■ **Task to complete**: Omit the pictures, please, and give each record below again exactly.

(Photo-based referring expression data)
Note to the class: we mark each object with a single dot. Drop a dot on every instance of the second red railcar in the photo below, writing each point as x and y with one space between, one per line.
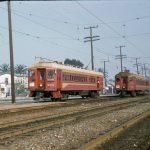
133 84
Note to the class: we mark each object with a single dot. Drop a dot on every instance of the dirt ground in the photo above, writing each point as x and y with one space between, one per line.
135 138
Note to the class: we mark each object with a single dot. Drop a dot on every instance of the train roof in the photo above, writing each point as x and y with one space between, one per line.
125 74
47 64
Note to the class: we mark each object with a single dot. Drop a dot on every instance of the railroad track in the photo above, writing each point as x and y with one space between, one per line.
54 105
11 129
96 143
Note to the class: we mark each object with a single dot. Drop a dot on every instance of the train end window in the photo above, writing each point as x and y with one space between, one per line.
117 79
31 73
51 74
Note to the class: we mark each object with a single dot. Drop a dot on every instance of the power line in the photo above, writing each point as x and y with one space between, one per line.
40 38
91 39
91 13
44 26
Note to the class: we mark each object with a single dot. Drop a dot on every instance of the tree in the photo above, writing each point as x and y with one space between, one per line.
4 68
73 62
20 69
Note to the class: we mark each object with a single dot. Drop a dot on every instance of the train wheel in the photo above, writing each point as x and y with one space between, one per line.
133 93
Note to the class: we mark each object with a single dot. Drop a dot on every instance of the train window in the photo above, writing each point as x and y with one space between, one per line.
117 79
51 74
32 73
42 74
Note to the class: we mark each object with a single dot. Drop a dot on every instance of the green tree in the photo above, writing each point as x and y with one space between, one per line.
20 69
4 68
73 62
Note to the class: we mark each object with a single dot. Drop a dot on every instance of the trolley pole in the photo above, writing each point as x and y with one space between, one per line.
145 69
121 57
105 71
11 52
90 39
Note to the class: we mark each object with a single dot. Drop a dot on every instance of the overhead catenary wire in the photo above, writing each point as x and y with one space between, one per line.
110 27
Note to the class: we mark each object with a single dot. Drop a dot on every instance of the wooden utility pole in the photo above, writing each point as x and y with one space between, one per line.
11 52
121 57
91 38
137 65
105 71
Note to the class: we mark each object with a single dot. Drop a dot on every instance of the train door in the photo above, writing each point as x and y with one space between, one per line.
131 83
98 83
59 83
125 83
51 81
41 75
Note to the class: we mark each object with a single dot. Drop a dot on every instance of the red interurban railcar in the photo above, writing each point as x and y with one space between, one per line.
55 81
133 84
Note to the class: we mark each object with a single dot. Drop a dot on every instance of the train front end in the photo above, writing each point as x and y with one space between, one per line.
121 83
41 81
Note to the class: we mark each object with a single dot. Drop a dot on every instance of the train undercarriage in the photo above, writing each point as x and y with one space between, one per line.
59 96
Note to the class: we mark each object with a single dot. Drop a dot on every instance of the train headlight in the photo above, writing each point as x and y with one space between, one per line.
31 84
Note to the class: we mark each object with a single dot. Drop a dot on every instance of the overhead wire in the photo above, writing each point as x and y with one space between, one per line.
40 38
110 27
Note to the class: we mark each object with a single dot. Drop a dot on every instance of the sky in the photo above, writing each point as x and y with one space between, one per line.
56 29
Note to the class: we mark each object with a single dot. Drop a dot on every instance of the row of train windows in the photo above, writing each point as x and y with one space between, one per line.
78 78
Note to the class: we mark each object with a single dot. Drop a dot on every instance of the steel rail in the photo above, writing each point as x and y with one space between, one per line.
36 119
113 133
10 131
72 102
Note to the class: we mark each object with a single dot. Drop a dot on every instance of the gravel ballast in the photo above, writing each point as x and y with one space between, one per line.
73 135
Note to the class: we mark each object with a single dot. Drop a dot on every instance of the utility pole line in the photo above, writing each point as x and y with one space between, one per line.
137 64
121 57
105 70
11 52
90 39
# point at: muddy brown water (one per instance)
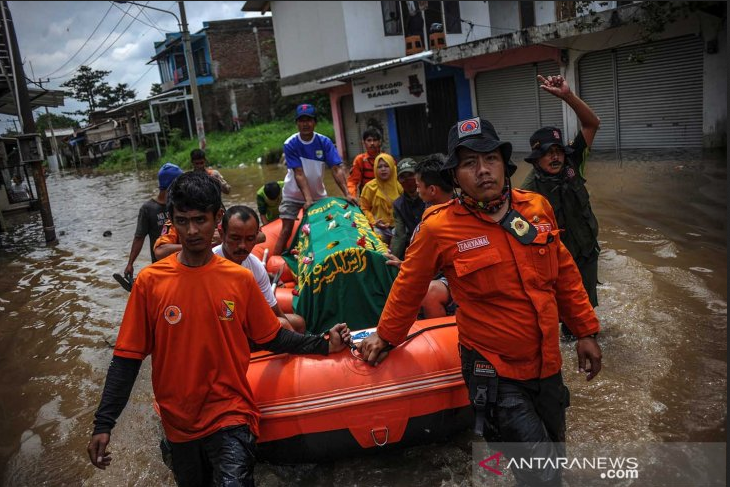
(663, 308)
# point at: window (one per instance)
(527, 14)
(433, 15)
(392, 25)
(452, 17)
(201, 66)
(564, 10)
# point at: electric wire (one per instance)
(82, 46)
(64, 75)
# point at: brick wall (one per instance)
(239, 52)
(241, 68)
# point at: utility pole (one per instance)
(54, 142)
(197, 110)
(34, 149)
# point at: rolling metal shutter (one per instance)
(660, 99)
(353, 143)
(654, 104)
(510, 98)
(597, 81)
(551, 108)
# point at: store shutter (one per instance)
(353, 133)
(660, 98)
(551, 108)
(596, 80)
(510, 98)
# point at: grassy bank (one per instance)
(224, 149)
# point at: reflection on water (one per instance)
(663, 306)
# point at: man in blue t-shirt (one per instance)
(306, 153)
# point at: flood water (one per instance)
(663, 308)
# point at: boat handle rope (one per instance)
(353, 349)
(372, 433)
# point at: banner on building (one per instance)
(150, 128)
(395, 87)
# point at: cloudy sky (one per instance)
(55, 38)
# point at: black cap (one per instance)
(478, 135)
(543, 139)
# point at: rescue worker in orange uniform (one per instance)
(501, 251)
(194, 313)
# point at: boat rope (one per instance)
(353, 348)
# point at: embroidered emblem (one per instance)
(472, 243)
(173, 315)
(520, 226)
(470, 127)
(227, 308)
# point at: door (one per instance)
(424, 129)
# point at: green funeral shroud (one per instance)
(344, 282)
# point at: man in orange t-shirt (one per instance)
(513, 278)
(194, 313)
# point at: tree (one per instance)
(114, 97)
(155, 89)
(59, 121)
(87, 86)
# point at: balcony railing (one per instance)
(181, 73)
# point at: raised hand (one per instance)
(555, 85)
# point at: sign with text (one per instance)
(150, 128)
(404, 85)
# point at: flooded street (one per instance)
(663, 309)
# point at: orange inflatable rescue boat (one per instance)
(316, 408)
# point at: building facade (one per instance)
(236, 72)
(482, 58)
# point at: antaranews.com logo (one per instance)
(617, 468)
(595, 464)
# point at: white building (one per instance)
(670, 93)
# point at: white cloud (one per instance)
(49, 33)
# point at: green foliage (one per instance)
(85, 86)
(224, 149)
(89, 86)
(116, 96)
(59, 121)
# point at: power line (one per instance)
(153, 22)
(135, 18)
(141, 77)
(83, 45)
(84, 62)
(118, 37)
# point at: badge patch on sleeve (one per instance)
(472, 243)
(484, 369)
(227, 308)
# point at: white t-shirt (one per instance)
(258, 270)
(312, 157)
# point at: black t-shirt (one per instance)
(150, 220)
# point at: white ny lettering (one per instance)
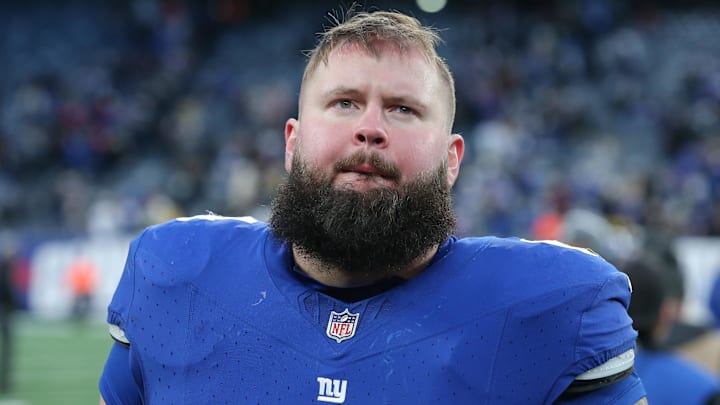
(332, 390)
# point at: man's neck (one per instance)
(335, 277)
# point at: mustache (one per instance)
(385, 169)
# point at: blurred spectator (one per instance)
(82, 278)
(139, 110)
(7, 306)
(667, 377)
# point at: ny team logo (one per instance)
(342, 325)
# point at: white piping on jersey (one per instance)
(616, 365)
(118, 334)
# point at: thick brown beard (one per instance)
(371, 232)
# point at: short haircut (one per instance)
(370, 30)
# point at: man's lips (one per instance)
(366, 169)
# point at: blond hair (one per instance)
(370, 31)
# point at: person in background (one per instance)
(7, 307)
(668, 378)
(356, 291)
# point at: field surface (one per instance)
(56, 362)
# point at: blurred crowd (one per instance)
(592, 119)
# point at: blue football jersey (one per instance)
(214, 312)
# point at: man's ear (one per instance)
(456, 150)
(291, 133)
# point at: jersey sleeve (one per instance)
(627, 391)
(605, 334)
(120, 384)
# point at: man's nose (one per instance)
(371, 131)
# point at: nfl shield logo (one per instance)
(342, 325)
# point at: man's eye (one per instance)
(403, 109)
(344, 104)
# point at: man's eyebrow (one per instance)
(342, 91)
(349, 92)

■ **Exercise output**:
Note to the class: we mark each object with a single dot. Drop a dot on every instance of the second red railcar in the photo below, writing each point as x and y with one space between, one per line.
133 84
Note to the class: we mark each object with a single dot. Drop a dot on every instance of the dirt ground in the photo above, writing each point as x and y with one space between, one per line.
135 138
Note to the class: we mark each object with a single dot. Drop a dot on every instance of the train roof in the photo above, writing each point as x and y with one space between, one per line.
125 74
47 64
Note to the class: we mark each object with a single dot. Drop a dot on every instance of the railroad track in the photo above, writing each point as x and y with one space between, one per line.
54 105
11 129
96 143
Note to the class: we mark each object with a single dot. Drop a dot on every instance of the train end window in the photo above, writing each point as x and y with one space between, one per line.
117 79
31 73
51 74
Note to the class: we mark each object with a single dot. Drop a dot on every instance of the power line in the photo above, writing each point as x and y with one space between, one per line.
40 38
91 39
91 13
44 26
Note to the class: we mark each object with a single dot. Drop a dot on every instance of the tree in the photo above, writing each point as x and y with one space between, one per line.
4 68
73 62
20 69
Note to the class: we mark each object with a single dot. Drop a dot on every instance of the train wheel in the photo above, writing each point as x and y with one space between, one per line.
133 93
Note to the class: we mark each object with a single dot. Drop a dot on every instance of the train window in the photo above, writing each point as x and y with one space between, one per line.
117 79
51 74
32 73
42 74
Note to the class: we mark each object with a single dot. Drop a dot on every instance of the green tree in the photo above, writing each point as x and y with one space between, one per line.
20 69
4 68
73 62
Note to the class: we mark each object with a single dot. Drop a dot on every instance of the trolley pole in the photo above, writing each point as x and y with one space between, one per line.
145 69
121 57
105 71
11 52
90 39
Note to the class: we mark each object with a single dot. Drop a dot on every instance of the overhead catenary wire in the photo above, writing each point as x and y with one space between, one per line.
110 27
Note to the class: we mark each object with a single dot. Drop a dot on every instance of the wooden utility pole in the photo above, writing each point as x and y with one space between, one per line.
11 52
121 57
91 38
137 65
105 71
Note to the class: we mark each object with a single dot. Drop a dot on every instance of the train door in the photo above, writing each point as x and y with one space between, one per line.
131 83
98 83
59 83
125 83
51 81
41 75
Note to the class: we mark each object with a single dot. Drop a dot on every instance of the red interurban railcar in the photo above, writing each point as x and y with one space between, one per line.
55 81
133 84
Note to the class: we mark each object with a single dot. Drop a dot on every instance of the train front end in the photo above, writing each point as x and y with one space between, one per line.
121 83
41 81
Note to the class: we mark each object with a single dot. Drop a dot on every instance of the train undercarriage in the photo above, writing each point as x and y with one space between, one per line.
59 96
Note to the class: we mark each object with a single dot. Drop a dot on every instance of the train headlight in the photo above, writing each point as x and y with one space between, one per line.
31 84
Note to the class: we mark each object with a single dot. Drop a dot on every instance of the overhead wire in the photo above, writing each point as x and y with one space between, one per line.
40 38
110 27
Note to the class: we mark each object with a single dot. Drop a dot on every instance of the sky in the photo above, writing each point as x and y with one space between, one per line.
56 29
Note to the class: we mark each object with a single dot. Drop a dot on every instance of the row of train windows in the photo above, writing each point as x and y with one space between, one per line.
78 78
Note to the class: we mark each object with a single dot. Drop a dot on every instance of the steel rail in the photo above, writing each point as x and y with one space between, one per line.
36 119
113 133
10 131
72 102
Note to the class: we mark each object with a single dot. Drop a dot on every instance of the gravel ballast in the photo above, writing each point as x and y with one space between, one per line.
73 135
Note to the class: we mark each object with a single dot. Drop a dot on every instance of the utility pole line in the photo above, writing each point as x and y with one space between, one per line.
137 64
121 57
105 70
11 52
90 39
# point at: muddy brown water (one per instance)
(663, 308)
# point at: window (one per instance)
(527, 14)
(433, 15)
(392, 25)
(452, 17)
(201, 66)
(564, 10)
# point at: electric wire (one per instance)
(82, 46)
(64, 75)
# point at: brick wall (one per instance)
(239, 52)
(241, 68)
# point at: utility pole (one per instance)
(54, 142)
(197, 110)
(34, 149)
# point at: rolling metal shutter (one per instance)
(660, 99)
(353, 143)
(654, 104)
(510, 98)
(597, 81)
(551, 108)
# point at: store shutter (one per instance)
(353, 133)
(660, 98)
(551, 108)
(596, 80)
(510, 98)
# point at: grassy bank (one per instance)
(224, 149)
# point at: reflection on water (one per instance)
(663, 306)
# point at: man in blue t-shirt (one per instance)
(306, 153)
# point at: flood water (one per instance)
(663, 308)
# point at: boat handle rope (one per instance)
(353, 349)
(372, 433)
# point at: banner on building (one per instance)
(150, 128)
(395, 87)
# point at: cloudy sky (one per instance)
(55, 38)
# point at: black cap (one per instance)
(478, 135)
(543, 139)
# point at: rescue worker in orange uniform (one per instance)
(501, 251)
(194, 313)
# point at: boat rope (one per instance)
(353, 348)
# point at: embroidered emblem (one per instance)
(472, 243)
(173, 315)
(520, 226)
(470, 127)
(227, 308)
# point at: door (one per instance)
(424, 129)
# point at: green funeral shroud (one per instance)
(344, 282)
# point at: man in orange t-shirt (one per instance)
(513, 278)
(194, 313)
# point at: tree (one per instance)
(114, 97)
(155, 89)
(59, 121)
(87, 86)
# point at: balcony railing (one per instance)
(181, 73)
# point at: raised hand (one per instance)
(555, 85)
# point at: sign with text (one per instance)
(150, 128)
(404, 85)
# point at: flooded street (one per instance)
(663, 309)
# point at: orange inflatable rescue boat (one per instance)
(316, 408)
# point at: building facade (one per instance)
(236, 72)
(482, 58)
# point at: antaranews.com logo (one per instance)
(617, 468)
(595, 464)
# point at: white building (one per instance)
(670, 93)
# point at: white cloud (one per instance)
(49, 33)
# point at: green foliage (one per instance)
(85, 86)
(224, 149)
(89, 86)
(116, 96)
(59, 121)
# point at: power line (one per instance)
(153, 22)
(135, 18)
(141, 77)
(83, 45)
(84, 62)
(118, 37)
# point at: badge patch on sleeve (one per instance)
(472, 243)
(484, 369)
(227, 308)
# point at: white t-shirt (one per instance)
(258, 270)
(312, 157)
# point at: black t-shirt (one per instance)
(150, 220)
# point at: white ny lettering (one per instance)
(332, 390)
# point at: man's neck (one per instance)
(335, 277)
# point at: mustache (one per instance)
(385, 169)
# point at: blurred spectator (one per instance)
(82, 278)
(139, 110)
(7, 306)
(667, 377)
# point at: ny team logo (one per instance)
(342, 325)
# point at: white piping on jersey (one per instance)
(616, 365)
(118, 334)
# point at: thick brown beard (one per instance)
(371, 232)
# point at: short haircut (one per instance)
(370, 30)
# point at: man's lips (one per instance)
(366, 169)
# point at: blond hair (one per instance)
(370, 31)
# point at: person in background (one per instance)
(7, 307)
(668, 378)
(356, 291)
# point at: field surface (one per instance)
(56, 362)
# point at: blurred crowd (one per instance)
(592, 119)
# point at: blue football jersey (one per instance)
(214, 312)
# point at: man's ear (one per instance)
(456, 150)
(291, 133)
# point at: jersey sleeve (one per instance)
(627, 391)
(605, 334)
(120, 384)
# point at: man's nose (one per instance)
(371, 131)
# point at: nfl shield logo (one per instance)
(342, 325)
# point at: man's eye (one per instance)
(403, 109)
(344, 104)
# point at: man's eyebrow (one per instance)
(342, 91)
(349, 92)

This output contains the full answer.